--- AIM OF THE EXERCISE ---
Extract each line holding the word "person" from the entries.

Items listed in a dataset:

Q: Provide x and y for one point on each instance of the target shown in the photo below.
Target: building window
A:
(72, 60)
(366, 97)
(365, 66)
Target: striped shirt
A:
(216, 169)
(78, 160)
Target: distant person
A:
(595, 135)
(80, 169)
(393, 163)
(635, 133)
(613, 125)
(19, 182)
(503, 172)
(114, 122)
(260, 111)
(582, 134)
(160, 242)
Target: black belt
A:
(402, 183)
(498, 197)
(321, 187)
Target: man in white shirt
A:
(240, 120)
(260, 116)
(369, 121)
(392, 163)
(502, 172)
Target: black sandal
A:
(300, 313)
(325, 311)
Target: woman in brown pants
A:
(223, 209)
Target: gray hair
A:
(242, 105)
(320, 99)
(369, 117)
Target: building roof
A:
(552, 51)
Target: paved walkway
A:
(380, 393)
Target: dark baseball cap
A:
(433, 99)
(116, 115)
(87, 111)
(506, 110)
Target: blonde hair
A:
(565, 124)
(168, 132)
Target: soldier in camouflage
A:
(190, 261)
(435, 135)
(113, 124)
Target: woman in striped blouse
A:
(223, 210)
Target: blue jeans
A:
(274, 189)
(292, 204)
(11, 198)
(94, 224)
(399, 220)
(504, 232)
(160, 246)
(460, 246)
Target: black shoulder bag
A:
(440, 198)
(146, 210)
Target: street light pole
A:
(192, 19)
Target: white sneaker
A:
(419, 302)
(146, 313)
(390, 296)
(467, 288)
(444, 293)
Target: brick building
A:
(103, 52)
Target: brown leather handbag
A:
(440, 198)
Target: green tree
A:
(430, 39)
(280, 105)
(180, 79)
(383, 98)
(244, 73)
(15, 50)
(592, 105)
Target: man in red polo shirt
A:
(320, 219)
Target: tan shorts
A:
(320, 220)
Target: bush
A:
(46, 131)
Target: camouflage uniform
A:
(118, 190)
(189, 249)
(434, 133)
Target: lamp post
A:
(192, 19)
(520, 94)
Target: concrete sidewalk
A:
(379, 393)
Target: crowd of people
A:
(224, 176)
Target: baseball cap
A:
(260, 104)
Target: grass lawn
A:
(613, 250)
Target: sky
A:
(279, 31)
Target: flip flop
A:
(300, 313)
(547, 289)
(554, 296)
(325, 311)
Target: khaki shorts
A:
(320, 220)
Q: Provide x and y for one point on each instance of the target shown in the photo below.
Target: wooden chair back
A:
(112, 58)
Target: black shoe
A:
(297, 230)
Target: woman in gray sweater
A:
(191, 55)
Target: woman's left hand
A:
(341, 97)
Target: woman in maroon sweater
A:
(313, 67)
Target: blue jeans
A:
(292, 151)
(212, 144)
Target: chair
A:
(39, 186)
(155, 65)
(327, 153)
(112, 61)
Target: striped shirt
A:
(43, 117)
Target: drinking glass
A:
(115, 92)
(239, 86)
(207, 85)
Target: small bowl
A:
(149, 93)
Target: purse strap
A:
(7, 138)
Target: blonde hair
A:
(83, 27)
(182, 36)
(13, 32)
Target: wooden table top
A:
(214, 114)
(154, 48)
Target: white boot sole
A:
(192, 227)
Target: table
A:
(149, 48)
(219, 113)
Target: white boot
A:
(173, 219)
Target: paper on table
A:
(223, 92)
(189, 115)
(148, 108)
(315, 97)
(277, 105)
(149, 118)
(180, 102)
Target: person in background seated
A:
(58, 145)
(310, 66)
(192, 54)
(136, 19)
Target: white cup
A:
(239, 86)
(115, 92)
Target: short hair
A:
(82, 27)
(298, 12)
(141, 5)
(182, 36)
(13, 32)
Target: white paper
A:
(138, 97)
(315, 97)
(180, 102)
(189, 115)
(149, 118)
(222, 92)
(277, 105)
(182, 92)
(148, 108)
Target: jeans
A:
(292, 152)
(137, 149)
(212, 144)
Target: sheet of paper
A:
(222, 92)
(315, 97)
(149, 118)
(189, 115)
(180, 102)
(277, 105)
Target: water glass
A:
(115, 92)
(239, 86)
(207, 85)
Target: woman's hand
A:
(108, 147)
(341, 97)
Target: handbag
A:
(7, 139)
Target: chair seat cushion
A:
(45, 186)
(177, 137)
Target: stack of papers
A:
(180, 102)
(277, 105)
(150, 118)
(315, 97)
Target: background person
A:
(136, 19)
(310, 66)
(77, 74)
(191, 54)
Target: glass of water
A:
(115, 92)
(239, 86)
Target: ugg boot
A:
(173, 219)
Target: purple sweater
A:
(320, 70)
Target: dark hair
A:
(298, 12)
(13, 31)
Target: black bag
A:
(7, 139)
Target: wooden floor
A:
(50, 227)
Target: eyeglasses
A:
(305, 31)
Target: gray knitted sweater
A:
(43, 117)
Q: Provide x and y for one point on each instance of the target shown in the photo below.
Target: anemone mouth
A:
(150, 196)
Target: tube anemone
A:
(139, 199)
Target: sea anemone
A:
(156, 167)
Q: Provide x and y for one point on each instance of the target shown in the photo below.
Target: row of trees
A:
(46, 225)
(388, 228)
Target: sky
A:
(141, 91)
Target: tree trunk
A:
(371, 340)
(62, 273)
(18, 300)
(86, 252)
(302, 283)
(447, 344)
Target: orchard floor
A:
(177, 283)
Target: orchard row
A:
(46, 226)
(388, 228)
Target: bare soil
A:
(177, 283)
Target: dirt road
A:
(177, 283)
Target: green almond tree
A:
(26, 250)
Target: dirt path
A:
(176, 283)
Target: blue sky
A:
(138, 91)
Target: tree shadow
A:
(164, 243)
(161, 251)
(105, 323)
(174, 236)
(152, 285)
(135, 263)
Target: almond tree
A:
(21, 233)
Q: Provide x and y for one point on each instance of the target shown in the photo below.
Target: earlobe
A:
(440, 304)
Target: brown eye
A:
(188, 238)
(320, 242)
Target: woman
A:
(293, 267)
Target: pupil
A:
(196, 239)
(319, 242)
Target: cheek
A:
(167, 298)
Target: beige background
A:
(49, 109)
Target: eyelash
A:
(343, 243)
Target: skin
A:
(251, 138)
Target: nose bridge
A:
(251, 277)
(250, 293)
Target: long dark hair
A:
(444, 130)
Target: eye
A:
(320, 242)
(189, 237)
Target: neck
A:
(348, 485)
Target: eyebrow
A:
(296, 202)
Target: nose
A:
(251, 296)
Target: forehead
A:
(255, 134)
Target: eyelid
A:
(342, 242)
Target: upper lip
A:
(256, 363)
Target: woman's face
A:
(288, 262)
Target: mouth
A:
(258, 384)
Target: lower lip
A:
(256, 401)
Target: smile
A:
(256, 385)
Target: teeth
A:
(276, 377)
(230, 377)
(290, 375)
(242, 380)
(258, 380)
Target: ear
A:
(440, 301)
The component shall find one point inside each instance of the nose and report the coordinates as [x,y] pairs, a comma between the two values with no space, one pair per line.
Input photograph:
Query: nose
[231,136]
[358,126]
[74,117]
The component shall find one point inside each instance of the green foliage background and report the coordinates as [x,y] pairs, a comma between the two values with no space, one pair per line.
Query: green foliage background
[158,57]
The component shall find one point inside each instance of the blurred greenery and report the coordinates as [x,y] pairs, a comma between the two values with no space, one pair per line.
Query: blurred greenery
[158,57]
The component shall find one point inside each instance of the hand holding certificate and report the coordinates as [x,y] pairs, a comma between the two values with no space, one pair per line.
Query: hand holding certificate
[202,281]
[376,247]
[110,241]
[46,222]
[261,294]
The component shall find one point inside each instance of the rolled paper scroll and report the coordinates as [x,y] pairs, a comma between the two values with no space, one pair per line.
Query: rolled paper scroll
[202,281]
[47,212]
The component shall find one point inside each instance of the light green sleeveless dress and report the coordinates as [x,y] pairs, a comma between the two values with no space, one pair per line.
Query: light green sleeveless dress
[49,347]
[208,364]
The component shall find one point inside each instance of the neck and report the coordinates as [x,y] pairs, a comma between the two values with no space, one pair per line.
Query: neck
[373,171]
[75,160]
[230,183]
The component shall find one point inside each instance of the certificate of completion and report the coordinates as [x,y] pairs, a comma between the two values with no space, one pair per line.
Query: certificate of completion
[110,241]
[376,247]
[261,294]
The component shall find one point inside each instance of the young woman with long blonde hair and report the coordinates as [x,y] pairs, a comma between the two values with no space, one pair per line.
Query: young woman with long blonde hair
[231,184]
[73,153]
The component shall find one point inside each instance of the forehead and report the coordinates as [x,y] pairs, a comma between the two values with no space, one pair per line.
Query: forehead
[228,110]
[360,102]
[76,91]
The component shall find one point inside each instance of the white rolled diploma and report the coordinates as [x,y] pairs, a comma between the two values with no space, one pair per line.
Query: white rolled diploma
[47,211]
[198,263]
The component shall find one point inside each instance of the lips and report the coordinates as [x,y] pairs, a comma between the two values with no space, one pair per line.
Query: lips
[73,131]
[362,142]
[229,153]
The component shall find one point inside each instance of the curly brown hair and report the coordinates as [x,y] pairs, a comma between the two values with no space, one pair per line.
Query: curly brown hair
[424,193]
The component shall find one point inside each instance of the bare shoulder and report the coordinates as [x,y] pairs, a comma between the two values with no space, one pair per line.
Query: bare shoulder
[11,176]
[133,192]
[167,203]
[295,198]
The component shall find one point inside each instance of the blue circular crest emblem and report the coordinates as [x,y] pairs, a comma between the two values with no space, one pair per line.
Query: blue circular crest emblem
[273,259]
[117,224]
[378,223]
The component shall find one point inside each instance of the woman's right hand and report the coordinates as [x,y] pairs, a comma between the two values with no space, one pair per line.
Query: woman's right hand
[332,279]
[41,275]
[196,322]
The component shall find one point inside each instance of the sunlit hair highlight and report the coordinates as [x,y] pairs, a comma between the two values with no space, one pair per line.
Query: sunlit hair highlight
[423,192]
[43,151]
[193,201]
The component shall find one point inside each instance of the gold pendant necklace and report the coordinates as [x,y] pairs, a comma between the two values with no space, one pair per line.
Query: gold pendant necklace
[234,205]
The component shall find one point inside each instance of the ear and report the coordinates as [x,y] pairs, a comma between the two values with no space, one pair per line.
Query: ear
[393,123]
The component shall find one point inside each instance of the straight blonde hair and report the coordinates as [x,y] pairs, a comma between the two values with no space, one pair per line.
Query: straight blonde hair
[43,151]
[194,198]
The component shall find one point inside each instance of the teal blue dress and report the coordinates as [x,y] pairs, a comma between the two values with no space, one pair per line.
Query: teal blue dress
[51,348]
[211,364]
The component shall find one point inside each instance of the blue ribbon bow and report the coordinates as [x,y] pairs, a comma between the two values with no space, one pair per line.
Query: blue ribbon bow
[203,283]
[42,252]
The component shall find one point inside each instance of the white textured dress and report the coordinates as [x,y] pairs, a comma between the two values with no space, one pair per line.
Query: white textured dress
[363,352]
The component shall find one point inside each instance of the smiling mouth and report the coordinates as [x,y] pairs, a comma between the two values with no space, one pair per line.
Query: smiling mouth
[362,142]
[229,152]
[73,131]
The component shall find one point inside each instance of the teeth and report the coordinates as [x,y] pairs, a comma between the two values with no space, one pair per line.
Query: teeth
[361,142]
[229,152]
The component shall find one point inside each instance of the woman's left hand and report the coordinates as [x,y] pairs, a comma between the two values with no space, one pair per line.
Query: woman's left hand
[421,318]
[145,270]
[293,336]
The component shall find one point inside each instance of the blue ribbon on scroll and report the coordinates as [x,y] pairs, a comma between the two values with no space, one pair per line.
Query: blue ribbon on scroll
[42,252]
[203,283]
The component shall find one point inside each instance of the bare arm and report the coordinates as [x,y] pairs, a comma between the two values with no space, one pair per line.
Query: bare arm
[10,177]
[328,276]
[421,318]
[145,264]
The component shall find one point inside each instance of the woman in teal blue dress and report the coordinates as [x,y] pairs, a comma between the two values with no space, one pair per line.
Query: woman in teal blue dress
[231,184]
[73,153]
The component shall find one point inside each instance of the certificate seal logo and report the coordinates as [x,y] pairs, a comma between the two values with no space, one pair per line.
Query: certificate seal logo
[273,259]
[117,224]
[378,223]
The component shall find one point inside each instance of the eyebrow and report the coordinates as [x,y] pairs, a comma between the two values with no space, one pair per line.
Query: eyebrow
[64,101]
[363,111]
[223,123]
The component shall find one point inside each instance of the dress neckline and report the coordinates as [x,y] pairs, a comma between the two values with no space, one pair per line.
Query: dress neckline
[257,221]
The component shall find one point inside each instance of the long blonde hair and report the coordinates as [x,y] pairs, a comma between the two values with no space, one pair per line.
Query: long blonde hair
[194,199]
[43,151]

--- WRITTEN SOLUTION ---
Target: distant person
Target: person in background seated
Target: background person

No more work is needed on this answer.